This ‘border’ region may represent a fixed domain boundary established, e.g. by insulator sequence [reviewed in (46
)], although other types of boundary elements were described (49
). Taken together, our studies indicate that while clusters of co-expressed genes do outline chromatin domains, the exact domain pattern can not be deduced solely from the expression data.
Shared chromatin domains provide the tool for co-regulation of genes with similar expression patterns. For clusters of paralogous genes, possible mechanism of creation of multigenic domains is the internal ‘stretching’ due to local gene duplications within domains. In case of clusters of non-homologous co-expressed genes, shared domains could be created by integration of genes into pre-existing domains. This could partially canalize the evolution of newly integrated genes by pre-setting general aspects of their transcription patterns.
Finding of the regulated chromatin domain implies that there are factors that control its repressive state in somatic tissues, and potentiation in male germ line as it was shown, e.g. for the cluster of neuron-specific genes (51
). One potential candidate for such role would be the gene aly
, which is required for expression of wide spectrum of genes during male gametogenesis, and has been implicated in regulation of chromatin structure (42
). We analyzed the effect of aly
deficiency on expression of testes-specific genes in the 60D
cluster, and found that one gene (CK2βtes
) does not require the aly
function for its transcription. CK2βtes
is located in the middle of regulated chromatin domain, being surrounded by other testes-specific genes that depend on aly
heavily. Failure to ‘open’ the regulated domain due to the aly
mutation would have similar effect on all genes included in the domain. Therefore, the Aly protein is probably involved in more downstream steps of transcriptional regulation in testes.

* [Data for review]

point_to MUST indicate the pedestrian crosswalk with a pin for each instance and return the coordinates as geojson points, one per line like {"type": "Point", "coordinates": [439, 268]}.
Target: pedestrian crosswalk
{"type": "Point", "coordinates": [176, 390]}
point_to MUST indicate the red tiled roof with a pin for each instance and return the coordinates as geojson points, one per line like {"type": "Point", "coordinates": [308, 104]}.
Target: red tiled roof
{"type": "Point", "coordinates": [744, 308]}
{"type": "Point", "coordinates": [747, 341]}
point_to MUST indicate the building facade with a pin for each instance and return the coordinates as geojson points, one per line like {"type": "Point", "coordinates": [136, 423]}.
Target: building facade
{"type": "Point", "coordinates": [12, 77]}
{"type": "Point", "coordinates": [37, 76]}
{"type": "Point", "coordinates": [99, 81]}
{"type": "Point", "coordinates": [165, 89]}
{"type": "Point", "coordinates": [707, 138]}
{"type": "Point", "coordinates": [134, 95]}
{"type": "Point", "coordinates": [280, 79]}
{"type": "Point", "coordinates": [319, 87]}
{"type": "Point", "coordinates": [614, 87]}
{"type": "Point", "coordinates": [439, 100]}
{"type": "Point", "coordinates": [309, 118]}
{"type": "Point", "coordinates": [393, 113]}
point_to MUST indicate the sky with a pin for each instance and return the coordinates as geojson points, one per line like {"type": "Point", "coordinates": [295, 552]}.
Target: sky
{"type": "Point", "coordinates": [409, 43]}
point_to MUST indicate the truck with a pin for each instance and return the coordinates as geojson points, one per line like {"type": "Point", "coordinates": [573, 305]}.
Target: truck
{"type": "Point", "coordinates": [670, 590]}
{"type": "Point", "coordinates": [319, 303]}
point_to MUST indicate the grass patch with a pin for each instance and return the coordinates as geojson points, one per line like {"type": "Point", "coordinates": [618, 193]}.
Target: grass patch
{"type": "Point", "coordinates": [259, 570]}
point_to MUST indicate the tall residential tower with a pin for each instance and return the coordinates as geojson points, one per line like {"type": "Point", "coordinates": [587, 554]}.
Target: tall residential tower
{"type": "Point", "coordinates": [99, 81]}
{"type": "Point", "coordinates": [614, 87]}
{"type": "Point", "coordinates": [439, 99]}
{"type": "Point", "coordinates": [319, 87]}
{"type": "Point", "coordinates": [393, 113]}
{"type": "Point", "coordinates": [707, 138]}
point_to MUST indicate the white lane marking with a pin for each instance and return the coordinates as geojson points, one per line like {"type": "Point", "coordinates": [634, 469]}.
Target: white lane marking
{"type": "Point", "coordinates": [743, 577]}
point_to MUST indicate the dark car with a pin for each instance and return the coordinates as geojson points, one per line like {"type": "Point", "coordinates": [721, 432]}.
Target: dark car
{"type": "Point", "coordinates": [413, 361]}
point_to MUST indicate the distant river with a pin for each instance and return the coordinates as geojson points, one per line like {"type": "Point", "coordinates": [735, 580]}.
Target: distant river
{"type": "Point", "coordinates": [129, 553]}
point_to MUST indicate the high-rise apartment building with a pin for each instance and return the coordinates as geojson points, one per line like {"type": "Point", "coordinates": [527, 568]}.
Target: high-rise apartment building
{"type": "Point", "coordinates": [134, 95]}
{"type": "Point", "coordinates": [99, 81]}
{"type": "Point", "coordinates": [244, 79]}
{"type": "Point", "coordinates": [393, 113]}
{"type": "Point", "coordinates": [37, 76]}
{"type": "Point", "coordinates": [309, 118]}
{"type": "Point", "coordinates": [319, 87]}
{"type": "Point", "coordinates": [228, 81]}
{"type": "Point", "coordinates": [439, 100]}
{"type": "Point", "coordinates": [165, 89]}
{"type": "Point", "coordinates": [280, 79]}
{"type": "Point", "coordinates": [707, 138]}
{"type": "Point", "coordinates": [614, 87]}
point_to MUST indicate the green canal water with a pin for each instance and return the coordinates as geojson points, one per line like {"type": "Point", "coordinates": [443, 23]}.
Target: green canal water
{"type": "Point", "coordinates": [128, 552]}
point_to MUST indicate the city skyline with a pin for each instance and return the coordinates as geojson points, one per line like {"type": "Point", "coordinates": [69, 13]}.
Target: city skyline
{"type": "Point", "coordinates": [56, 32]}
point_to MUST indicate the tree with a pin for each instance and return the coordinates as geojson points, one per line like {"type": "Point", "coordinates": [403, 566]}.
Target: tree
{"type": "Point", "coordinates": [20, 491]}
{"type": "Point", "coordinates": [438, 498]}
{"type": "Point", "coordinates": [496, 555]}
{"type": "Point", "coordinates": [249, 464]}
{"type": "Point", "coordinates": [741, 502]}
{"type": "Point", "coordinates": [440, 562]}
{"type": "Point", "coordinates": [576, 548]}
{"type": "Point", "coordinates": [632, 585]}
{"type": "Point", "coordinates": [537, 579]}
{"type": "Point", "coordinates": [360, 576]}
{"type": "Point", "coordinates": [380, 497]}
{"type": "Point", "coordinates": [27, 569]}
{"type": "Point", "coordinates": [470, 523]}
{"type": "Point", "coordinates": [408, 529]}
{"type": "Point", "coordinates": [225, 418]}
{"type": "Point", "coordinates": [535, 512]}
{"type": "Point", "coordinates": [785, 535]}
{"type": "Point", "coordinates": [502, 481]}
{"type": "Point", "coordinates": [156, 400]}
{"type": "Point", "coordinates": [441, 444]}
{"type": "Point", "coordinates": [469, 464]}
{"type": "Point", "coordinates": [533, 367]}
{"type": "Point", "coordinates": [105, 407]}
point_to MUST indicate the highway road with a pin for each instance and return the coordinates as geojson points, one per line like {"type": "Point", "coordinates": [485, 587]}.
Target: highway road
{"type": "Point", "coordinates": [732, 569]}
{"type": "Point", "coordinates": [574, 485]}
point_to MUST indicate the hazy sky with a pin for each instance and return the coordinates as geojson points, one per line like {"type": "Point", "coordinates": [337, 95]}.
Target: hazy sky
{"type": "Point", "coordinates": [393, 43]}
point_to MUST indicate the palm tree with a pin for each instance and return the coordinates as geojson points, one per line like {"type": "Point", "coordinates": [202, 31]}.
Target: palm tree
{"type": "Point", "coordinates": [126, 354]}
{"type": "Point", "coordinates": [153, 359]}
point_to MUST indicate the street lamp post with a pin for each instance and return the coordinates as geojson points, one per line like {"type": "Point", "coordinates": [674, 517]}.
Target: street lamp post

* [Prompt]
List every reference number cited in parentheses in the chromatin domain text, in the order they appear.

* [Finished task]
46, 49, 51, 42